**TASKS TO COMPLETE**
**1.** Print the passage of the Cheryl Corley profile from "In recent years, Corley" up to and including "and Joplin, Missouri.".
**2.** According to the Cheryl Corley profile, why does Corley travel throughout the Midwest? Answer in one to three sentences.
**3.** Continue the Cheryl Corley profile with the next part, starting after its final sentence.

**SOURCE**
Cheryl Corley

Cheryl Corley is an NPR correspondent who works for the National Desk and is based in Chicago. She travels throughout the Midwest covering issues and events throughout the region's 12 states.

In recent years, Corley has reported on the campaign and re-election of President Barack Obama, on the efforts by Illinois officials to rethink the state's Juvenile Justice System, on youth violence in Chicago, and on political turmoil in the Illinois state government. She's reported on the infamous Trayvon Martin shooting case in Florida and covered tornadoes that have destroyed homes and claimed lives in Harrisburg, Illinois; small towns in Oklahoma; and Joplin, Missouri.

In addition, Corley was among the group of NPR reporters covering the devastation caused by Hurricanes Katrina and Rita as they tore through the Gulf Coast. She returned to the area, five years later, and joined the reporting team covering the impact of the BP oil spill. Corley also has served as a fill-in host for NPR shows, including Weekend All Things Considered, Tell Me More, and Morning Edition.

**SOURCE MATERIAL**
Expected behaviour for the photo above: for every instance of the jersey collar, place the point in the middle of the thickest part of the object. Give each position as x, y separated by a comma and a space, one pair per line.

**ANSWERS TO THE EXERCISES**
**1.**
In recent years, Corley has reported on the campaign and re-election of President Barack Obama, on the efforts by Illinois officials to rethink the state's Juvenile Justice System, on youth violence in Chicago, and on political turmoil in the Illinois state government. She's reported on the infamous Trayvon Martin shooting case in Florida and covered tornadoes that have destroyed homes and claimed lives in Harrisburg, Illinois; small towns in Oklahoma; and Joplin, Missouri.

**2.** Corley is a Chicago-based correspondent for NPR's National Desk. She travels throughout the Midwest to cover issues and events across the region's 12 states.

**3.**
Prior to joining NPR, Corley was the news director at Chicago's public radio station, WBEZ, where she supervised an award-winning team of reporters. She also has been a frequent panelist on television news-affairs programs in Chicago.

Corley has received awards for her work from a number of organizations including the National Association of Black Journalists, the Associated Press, the Public Radio News Directors Association, and the Society of Professional Journalists. She earned the Community Media Workshop's Studs Terkel Award for excellence in reporting on Chicago's diverse communities and a Herman Kogan Award for reporting on immigration issues.

A Chicago native, Corley graduated cum laude from Bradley University in Peoria, Illinois, and is now a Bradley University trustee. While in Peoria, Corley worked as a reporter and news director for public radio station WCBU and as a television director for the NBC affiliate, WEEK-TV. She is a past President of the Association for Women Journalists in Chicago.

She is also the co-creator of the Cindy Bandle Young Critics Program. The critics/journalism training program for female high school juniors is a collaboration between AWJ-Chicago and the Goodman Theatre. Corley has also served as a board member of Community Television Network, an organization that trains Chicago youth in video and multi-media production.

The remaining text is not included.